Repeat word for word everything from the start of the records down to the line containing "pixel 696 614", with that line included. Leave the pictures out of your answer.
**** Material shown
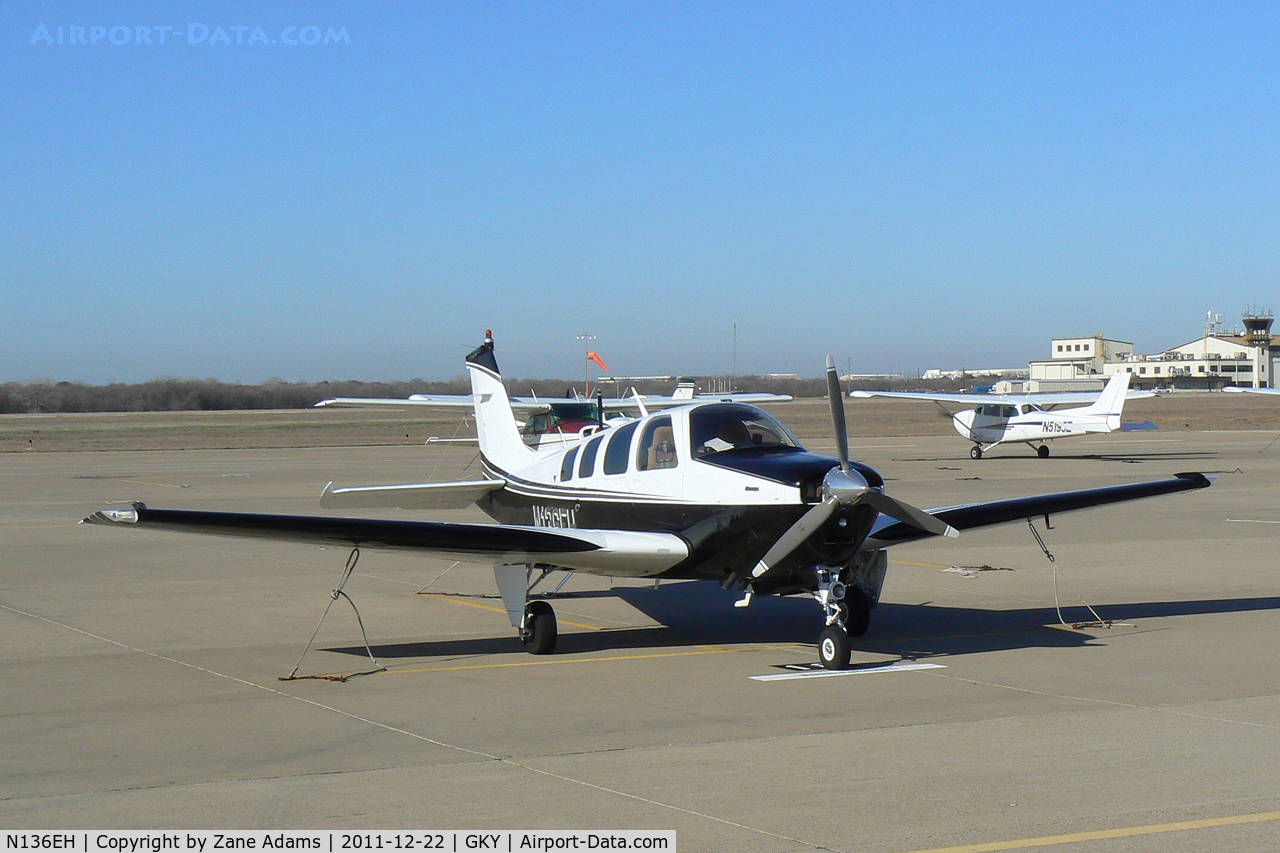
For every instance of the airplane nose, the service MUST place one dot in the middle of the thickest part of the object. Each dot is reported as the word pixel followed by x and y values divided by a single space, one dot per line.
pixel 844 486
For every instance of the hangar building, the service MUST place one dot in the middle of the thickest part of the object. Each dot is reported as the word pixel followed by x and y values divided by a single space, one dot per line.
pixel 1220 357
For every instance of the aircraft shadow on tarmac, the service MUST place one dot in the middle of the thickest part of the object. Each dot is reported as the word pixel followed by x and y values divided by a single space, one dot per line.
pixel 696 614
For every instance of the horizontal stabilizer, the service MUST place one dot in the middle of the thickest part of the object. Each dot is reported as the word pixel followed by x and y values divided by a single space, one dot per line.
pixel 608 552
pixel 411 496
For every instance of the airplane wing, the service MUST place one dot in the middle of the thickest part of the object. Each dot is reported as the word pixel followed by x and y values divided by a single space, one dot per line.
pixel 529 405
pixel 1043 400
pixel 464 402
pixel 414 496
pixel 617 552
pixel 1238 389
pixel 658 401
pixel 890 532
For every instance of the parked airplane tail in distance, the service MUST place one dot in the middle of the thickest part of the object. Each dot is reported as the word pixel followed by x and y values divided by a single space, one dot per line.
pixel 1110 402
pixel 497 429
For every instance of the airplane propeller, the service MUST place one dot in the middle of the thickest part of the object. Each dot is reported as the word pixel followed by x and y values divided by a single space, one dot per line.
********
- Solution to this problem:
For every instance of the airplane nose, the service MUST place one dot in the middle of the thickest part of the object. Each dot is reported as the word pixel followed by x and y values divided by a single space, one dot per line.
pixel 844 486
For every instance of the hangar building, the service MUST place one dot in the middle of the thickest part of the object. Each dot is reported as the word pixel followed by x and y values divided by a single space, one dot per line.
pixel 1220 357
For every instance of the aircraft shadow on tarmac, the service MUST place one dot in the middle of the thickest part of the object. Each dot is reported as the word pixel followed by x and y values divided by a single space, one dot per line.
pixel 696 614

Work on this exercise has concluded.